▶ **Document text**
=== Begin Enclosure ===

An assisted suicide campaigner has succeeded in her bid to force the Director of Public Prosecutions to issue guidance on the application of the law.
The ruling does not alter the law on assisted suicide but has nevertheless been welcomed by pro-euthanasia supporters.
Debbie Purdy, a former journalist, has had the support of euthanasia lobby group Dignity in Dying in her campaign demanding the guidance.
Miss Purdy has multiple sclerosis and says she may want her husband Omar Puente to help her travel overseas to kill herself when her condition worsens.
She claims that the current law is not clear enough for her to know whether or not Mr Puente is likely to face prosecution if he assists her suicide in this way.
The five Law Lords yesterday upheld her claim, and have now ordered the Director of Public Prosecutions (DPP) to produce specific guidance on the circumstances in which he would bring charges for assisting suicide.
In their judgment the Law Lords emphasised that only Parliament can change the law. Earlier this month an attempt to weaken it was rejected by the House of Lords.
However, the Law Lords said Miss Purdy had a human right to the information she was seeking, and ordered the DPP to come up with a “custom-built policy statement” explaining the various factors he would take into account before deciding to prosecute.

=== End Enclosure ===

▶ **Listed entries**
=== Begin Enclosure ===

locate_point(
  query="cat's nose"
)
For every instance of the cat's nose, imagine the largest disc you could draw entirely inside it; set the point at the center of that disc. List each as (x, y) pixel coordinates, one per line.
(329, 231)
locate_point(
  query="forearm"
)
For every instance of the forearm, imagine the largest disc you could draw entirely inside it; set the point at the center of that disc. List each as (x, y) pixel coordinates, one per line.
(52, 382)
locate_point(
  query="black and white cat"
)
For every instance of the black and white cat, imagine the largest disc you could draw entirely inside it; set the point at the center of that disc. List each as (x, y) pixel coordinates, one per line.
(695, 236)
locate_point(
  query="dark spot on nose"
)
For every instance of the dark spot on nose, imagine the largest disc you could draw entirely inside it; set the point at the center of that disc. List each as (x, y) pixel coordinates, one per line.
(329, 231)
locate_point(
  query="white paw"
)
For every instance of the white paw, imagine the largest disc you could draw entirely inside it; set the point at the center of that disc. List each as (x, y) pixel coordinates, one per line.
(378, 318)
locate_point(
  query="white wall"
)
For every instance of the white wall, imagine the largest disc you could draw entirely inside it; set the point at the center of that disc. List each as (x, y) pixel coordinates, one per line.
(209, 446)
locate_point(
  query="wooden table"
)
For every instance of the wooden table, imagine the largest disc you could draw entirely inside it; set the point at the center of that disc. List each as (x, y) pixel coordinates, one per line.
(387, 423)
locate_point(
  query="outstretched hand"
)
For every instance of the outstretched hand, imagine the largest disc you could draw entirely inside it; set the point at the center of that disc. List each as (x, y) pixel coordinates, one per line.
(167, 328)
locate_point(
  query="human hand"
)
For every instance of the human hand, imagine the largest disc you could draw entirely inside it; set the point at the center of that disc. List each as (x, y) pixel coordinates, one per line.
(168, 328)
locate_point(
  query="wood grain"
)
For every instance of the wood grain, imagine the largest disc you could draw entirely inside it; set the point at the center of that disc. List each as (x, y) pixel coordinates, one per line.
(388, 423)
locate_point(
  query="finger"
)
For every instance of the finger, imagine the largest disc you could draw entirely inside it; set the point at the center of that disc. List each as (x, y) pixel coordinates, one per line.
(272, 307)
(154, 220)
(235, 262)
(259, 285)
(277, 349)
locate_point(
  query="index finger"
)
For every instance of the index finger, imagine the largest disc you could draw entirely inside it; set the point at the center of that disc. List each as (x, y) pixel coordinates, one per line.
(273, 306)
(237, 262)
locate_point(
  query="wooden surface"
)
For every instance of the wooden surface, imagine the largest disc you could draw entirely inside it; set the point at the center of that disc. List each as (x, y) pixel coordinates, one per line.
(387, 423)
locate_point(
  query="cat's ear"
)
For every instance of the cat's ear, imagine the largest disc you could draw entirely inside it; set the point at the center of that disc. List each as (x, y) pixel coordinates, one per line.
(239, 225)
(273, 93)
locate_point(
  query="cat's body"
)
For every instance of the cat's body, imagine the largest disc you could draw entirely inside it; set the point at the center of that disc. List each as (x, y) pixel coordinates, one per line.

=== End Enclosure ===

▶ **What needs to be done**
Resume the news report on Debbie Purdy's assisted suicide case, starting after its last sentence. The records have no connection to the news report about Debbie Purdy's assisted suicide case.

▶ **Written answer**
The DPP, Keir Starmer QC, said he had organised a team to come up with an interim policy on the matter over the summer.
After that, he said there would be a public consultation before a final policy was published in Spring 2010.
“In the absence of a legislative framework, cases of this sensitive nature present a significant challenge for prosecutors”, said Mr Starmer.
Supporters of the current law have described it as having “a stern face and a kind heart”, allowing the DPP to exercise discretion but also preventing abuse.
Lord Alton, a leading opponent of assisted suicide, said: “I think it would be highly regrettable were we to sleepwalk into having laws made by stealth in the courts.
“Compassion for Debbie Purdy should not cloud our judgment on the legal, ethical and medical issues posed by the legalisation of euthanasia.”
The campaign group Care Not Killing pointed to the Law Lords’ observation that the new policy statement will not provide Miss Purdy’s husband “with a guarantee of non-prosecution” if he helps his wife travel overseas.
The group said: “The Court has also recognised that it is Parliament’s responsibility to make the law and that this Judgment is designed simply to improve clarity in the way the law is administered.
“Parliament has recognised only three weeks ago, in its substantial rejection of Lord Falconer’s amendment to the Coroners and Justice Bill, that there are serious public safety implications involved in creating loopholes in the law to meet the wishes of a determined and strong-minded minority.”
More than 100 Britons have now died in the Dignitas suicide facility in Switzerland. The DPP has not yet prosecuted anyone connected with the deaths.
Following the defeat of Lord Falconer’s amendment earlier this month, two individuals have made high profile challenges to the authorities on the matter.
Alan Rees, who helped cancer sufferer Raymond Cutkelvin travel to Switzerland to kill himself was recently arrested after describing what he had done in an article for the Daily Mail in the run up to the Lords vote.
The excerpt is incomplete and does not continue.